* [Goal 1]:
According to the teriyaki wings recipe, for how long and at what oven temperature are the wings baked?
* [Goal 2]:
Please carry on the teriyaki wings recipe, starting right after its last tip.

[begin Excerpt provided]

How To Make Baked Teriyaki Chicken Wings

The method for these wings is simple, but the right steps ensure perfect results. Here’s a clear process from start to finish.

Step 1: Prepare the Marinade

Combine soy sauce, pineapple juice, sugar, oil, water, garlic, and ginger in a large mixing bowl. Whisk until the sugar dissolves and the mixture is well blended. Fresh ginger and garlic really matter for flavor, so take a moment to mince both finely—they’ll disperse evenly and taste sharper.

Step 2: Marinate the Chicken

Pat your chicken wings dry with paper towels. Toss them into the bowl. Use your hands or a spatula to turn the wings until every piece is coated. Marinating is essential. Cover and refrigerate the bowl for at least one hour. For the deepest flavor, let them sit overnight—this lets the marinade penetrate to the bone.

Step 3: Arrange and Bake

Preheat your oven to 350°F (175°C). Line a large baking sheet with foil or parchment paper for easy cleanup. Place a wire rack on the sheet and arrange the wings, shaking off excess marinade and spacing them evenly so they don’t crowd.

Slide the tray into the oven. Bake for 60 minutes, flipping the wings once halfway through. The wings should be golden, glistening, and smell amazing. If you prefer caramelized edges, turn the oven to broil for the last 2-3 minutes, but watch closely.

Making Extra Teriyaki Sauce

For even more flavor, cook up a fresh batch of teriyaki sauce. This can be drizzled over the baked wings or served on the side for dipping.

Quick Teriyaki Sauce:

  • 1/2 cup soy sauce
  • 1/2 cup pineapple juice
  • 1/3 cup sugar
  • 1 tablespoon minced garlic
  • 1 tablespoon grated ginger

Bring everything to a simmer in a small saucepan. Reduce until the sauce thickens, stirring occasionally. Let it cool before serving.

Tips and Tricks for the Best Results

Achieving perfect baked teriyaki wings isn’t difficult, but a few practical pointers set them above the rest:

  • Marinate longer: More time equals more flavor. Overnight in the refrigerator works best.
  • Use a rack: Elevating wings helps heat circulate, keeping the skin crisp instead of soggy.
  • Taste your marinade: Adjust sweetness or saltiness before adding the chicken.
  • Broil for color: Finish under the broiler for a rich, sticky glaze.
  • Separate sauce for dipping: Always reserve a bit of marinade or make extra. Never use the marinade from raw chicken as a dipping sauce unless it’s boiled first.

[end Excerpt provided]
[begin Given entries]

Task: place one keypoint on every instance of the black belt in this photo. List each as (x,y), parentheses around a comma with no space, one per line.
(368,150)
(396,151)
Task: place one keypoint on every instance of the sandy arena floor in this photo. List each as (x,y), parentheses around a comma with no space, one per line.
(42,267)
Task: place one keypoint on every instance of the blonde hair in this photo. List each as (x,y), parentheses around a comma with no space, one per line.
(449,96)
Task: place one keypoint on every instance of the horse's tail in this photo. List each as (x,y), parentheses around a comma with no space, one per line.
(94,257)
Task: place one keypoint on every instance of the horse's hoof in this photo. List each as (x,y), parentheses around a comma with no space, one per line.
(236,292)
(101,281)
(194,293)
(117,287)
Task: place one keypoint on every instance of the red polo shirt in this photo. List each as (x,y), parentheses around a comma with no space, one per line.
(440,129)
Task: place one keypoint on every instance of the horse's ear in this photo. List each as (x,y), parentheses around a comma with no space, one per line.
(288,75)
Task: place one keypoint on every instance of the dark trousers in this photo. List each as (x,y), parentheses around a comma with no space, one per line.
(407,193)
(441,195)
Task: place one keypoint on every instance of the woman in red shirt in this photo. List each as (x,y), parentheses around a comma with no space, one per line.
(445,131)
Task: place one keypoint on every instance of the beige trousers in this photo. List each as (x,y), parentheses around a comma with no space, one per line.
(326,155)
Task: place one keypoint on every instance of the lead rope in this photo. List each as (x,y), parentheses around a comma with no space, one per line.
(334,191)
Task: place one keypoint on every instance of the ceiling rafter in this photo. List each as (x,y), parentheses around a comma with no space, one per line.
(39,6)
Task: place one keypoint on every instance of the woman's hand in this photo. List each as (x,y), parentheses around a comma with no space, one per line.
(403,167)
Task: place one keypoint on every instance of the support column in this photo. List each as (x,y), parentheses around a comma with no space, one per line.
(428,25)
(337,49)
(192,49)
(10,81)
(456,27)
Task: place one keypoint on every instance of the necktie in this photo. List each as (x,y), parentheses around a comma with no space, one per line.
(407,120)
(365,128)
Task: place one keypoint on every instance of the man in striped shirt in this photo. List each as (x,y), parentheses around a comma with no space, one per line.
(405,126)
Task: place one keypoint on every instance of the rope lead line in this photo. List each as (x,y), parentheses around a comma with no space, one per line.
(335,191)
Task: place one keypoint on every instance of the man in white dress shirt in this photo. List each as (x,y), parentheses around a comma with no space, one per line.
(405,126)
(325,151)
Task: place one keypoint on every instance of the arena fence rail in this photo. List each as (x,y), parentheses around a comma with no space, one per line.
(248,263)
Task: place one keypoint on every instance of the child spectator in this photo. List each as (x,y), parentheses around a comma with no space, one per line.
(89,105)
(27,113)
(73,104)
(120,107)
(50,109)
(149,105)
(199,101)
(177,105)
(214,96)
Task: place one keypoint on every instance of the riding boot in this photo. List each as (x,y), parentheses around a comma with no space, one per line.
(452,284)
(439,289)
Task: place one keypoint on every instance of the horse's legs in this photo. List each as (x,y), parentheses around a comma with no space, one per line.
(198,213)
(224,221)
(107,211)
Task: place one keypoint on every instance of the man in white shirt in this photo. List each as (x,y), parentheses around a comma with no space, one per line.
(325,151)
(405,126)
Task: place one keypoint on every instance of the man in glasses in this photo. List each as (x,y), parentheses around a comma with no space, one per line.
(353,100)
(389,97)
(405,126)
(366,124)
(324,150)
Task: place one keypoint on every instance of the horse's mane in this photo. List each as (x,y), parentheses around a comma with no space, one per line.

[end Given entries]

* [Expected answer 1]:
For 60 minutes at 350°F (175°C).

* [Expected answer 2]:
Here’s a table summarizing simple upgrades:

Upgrade Effect
Add sesame oil Nutty aroma and flavor
Sprinkle sesame seeds Crunchy, toasty garnish
Use honey Richer sweetness and thickness
Add sriracha Subtle heat
Fresh scallions Color and crisp bite

Serving Suggestions

Teriyaki chicken wings are endlessly versatile. Here’s how you can serve them:

  • On their own: Perfect finger food for parties or casual dinners.
  • With steamed rice: Turns wings into a satisfying meal.
  • As a party platter: Pair with crunchy vegetables like carrots and celery.
  • Garnished: Sprinkle finished wings with sliced scallions, toasted sesame seeds, or a squeeze of lime.

Storing and Reheating

Baked teriyaki wings store well for future snacking or meals. Follow these methods for best results.

Storing in the Refrigerator

Place cooled wings in an airtight container and refrigerate. They’ll stay fresh for up to three days. Great for lunchboxes or quick bites.

Freezing for Later

Let the wings cool fully. Layer them in a freezer-safe bag or container, separating layers with parchment paper. Label and date the container—frozen wings keep their quality up to three months.

Reheating

  • From the fridge: Spread wings on a baking sheet, bake at 350°F for 6-8 minutes, or until heated through.
  • From frozen: Thaw overnight in the fridge for best texture, then reheat as above. For quick thawing, place sealed wings in a bowl of cold water, changing the water every 30 minutes until defrosted.

Food Safety Reminder

Always reheat wings until steaming hot and ensure they reach an internal temperature of 165°F (74°C).

Customizing Your Teriyaki Wings

You can tailor the sauce or the wings to match your taste or dietary needs. Here are a few ideas:

  • Gluten-free option: Substitute tamari or coconut aminos for soy sauce.
  • Sugar swap: Try maple syrup, agave nectar, or coconut sugar.
  • Extra crunch: Toss wings briefly under the broiler after baking or add a light dusting of cornstarch before marinating.

If you want to make the wings ahead of time, bake them, cool completely, then store as described. Quickly reheat and glaze with fresh sauce before serving for best results.

Common Questions

Can I use frozen chicken wings?
Yes, but thaw them completely before marinating for even flavor.

Is fresh ginger essential?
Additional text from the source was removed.